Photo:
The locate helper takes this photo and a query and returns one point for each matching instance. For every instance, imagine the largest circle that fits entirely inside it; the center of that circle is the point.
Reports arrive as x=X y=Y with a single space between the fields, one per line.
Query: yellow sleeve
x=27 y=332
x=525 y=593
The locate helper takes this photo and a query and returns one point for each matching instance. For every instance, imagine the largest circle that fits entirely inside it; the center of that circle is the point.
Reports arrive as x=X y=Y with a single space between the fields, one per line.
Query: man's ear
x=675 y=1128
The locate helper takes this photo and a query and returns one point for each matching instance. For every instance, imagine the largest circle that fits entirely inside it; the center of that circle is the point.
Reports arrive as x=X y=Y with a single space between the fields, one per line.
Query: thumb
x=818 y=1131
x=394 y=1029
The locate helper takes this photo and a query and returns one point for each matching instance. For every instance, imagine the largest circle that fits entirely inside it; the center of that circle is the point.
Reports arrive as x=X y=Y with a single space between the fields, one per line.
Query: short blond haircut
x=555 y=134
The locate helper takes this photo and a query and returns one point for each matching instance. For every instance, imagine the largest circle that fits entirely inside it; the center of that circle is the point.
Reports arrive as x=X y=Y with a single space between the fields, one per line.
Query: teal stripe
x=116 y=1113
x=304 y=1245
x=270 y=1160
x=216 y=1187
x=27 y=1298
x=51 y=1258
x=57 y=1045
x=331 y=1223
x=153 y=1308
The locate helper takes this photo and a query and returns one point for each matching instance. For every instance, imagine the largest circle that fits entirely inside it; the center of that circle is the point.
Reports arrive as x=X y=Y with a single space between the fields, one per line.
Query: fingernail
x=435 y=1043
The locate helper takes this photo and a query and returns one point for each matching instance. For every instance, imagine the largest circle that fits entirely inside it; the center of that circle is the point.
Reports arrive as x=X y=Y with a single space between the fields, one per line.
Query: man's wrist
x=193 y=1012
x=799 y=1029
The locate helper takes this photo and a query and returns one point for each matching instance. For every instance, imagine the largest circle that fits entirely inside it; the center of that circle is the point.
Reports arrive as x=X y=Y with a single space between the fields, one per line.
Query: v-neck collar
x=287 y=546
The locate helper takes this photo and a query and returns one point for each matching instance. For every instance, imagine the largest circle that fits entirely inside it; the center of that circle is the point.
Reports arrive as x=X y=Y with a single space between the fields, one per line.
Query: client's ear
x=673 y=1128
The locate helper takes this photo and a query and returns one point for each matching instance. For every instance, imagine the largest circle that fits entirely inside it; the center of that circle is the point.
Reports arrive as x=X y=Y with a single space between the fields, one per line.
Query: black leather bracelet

--------------------------------------------------

## What the task requires
Can you rewrite the records from the start through the line with "x=675 y=1128", swapping "locate helper" for "point finder" and leaving everything else as it is?

## Result of the task
Photo:
The point finder takes this photo and a query and returns one point for each matching instance. For every instance, imagine the largest circle that fits entirely inside it; the center of that circle is the point.
Reports arrive as x=X y=Y with a single space between the fields, one per line.
Query: yellow sleeve
x=27 y=332
x=525 y=593
The point finder takes this photo and a query and returns one point for each matching instance. For every instance, imagine the largest circle that fits entirely inside it; the center of that circle is the point.
Reports arrive as x=X y=Y with a single space between the fields, one per line.
Query: man's ear
x=675 y=1128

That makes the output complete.